Put each line of the listing below into a numbered list, omitting any blank lines.

**** RECORDS TO PROCESS

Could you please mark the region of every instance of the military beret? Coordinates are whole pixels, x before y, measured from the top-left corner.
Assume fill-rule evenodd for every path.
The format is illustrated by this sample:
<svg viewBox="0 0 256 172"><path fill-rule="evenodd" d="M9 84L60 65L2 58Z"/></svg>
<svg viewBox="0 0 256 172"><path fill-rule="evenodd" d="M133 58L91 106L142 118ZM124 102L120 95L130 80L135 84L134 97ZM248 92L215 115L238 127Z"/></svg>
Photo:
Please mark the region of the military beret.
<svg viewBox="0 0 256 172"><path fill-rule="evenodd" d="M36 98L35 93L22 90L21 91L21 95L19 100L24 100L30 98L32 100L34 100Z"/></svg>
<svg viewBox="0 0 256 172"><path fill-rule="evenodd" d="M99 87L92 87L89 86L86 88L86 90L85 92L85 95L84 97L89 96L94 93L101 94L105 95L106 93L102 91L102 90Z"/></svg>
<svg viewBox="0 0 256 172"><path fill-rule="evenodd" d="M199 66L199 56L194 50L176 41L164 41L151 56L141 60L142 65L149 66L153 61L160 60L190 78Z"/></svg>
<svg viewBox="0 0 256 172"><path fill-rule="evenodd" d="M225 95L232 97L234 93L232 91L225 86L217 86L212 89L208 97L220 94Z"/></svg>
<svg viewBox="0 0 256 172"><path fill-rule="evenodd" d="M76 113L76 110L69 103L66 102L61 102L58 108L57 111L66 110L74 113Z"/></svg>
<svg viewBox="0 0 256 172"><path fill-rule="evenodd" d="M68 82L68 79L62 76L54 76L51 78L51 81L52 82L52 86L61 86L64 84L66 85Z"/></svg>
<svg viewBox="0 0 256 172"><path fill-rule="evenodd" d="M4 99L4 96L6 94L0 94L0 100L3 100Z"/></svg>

********

# RESULT BELOW
1. Could you please mark the region of every instance of the military beret? Coordinates are whole pixels, x before y, measured from the top-left corner.
2. Assume fill-rule evenodd for every path.
3. The format is illustrated by this sample:
4. <svg viewBox="0 0 256 172"><path fill-rule="evenodd" d="M9 84L60 65L2 58Z"/></svg>
5. <svg viewBox="0 0 256 172"><path fill-rule="evenodd" d="M133 58L91 106L142 118ZM124 102L120 95L130 80L135 84L134 97ZM248 92L215 115L238 127Z"/></svg>
6. Photo:
7. Please mark the region of the military beret.
8. <svg viewBox="0 0 256 172"><path fill-rule="evenodd" d="M36 98L35 93L22 90L21 91L21 95L19 100L24 100L30 98L32 100L34 100Z"/></svg>
9. <svg viewBox="0 0 256 172"><path fill-rule="evenodd" d="M99 87L92 87L89 86L86 88L86 90L85 92L85 95L84 97L89 96L94 93L101 94L105 95L106 93L102 91L102 90Z"/></svg>
10. <svg viewBox="0 0 256 172"><path fill-rule="evenodd" d="M199 66L199 56L194 50L176 41L164 41L151 56L141 60L142 65L149 66L153 61L160 60L190 78Z"/></svg>
11. <svg viewBox="0 0 256 172"><path fill-rule="evenodd" d="M225 95L232 97L234 93L232 91L225 86L217 86L212 89L208 97L220 94Z"/></svg>
12. <svg viewBox="0 0 256 172"><path fill-rule="evenodd" d="M76 113L76 110L69 103L66 102L61 102L58 108L57 111L66 110L74 113Z"/></svg>
13. <svg viewBox="0 0 256 172"><path fill-rule="evenodd" d="M68 82L68 79L62 76L54 76L51 78L51 81L52 82L52 86L61 86L64 84L66 85Z"/></svg>
14. <svg viewBox="0 0 256 172"><path fill-rule="evenodd" d="M4 99L4 96L6 94L0 94L0 100L3 100Z"/></svg>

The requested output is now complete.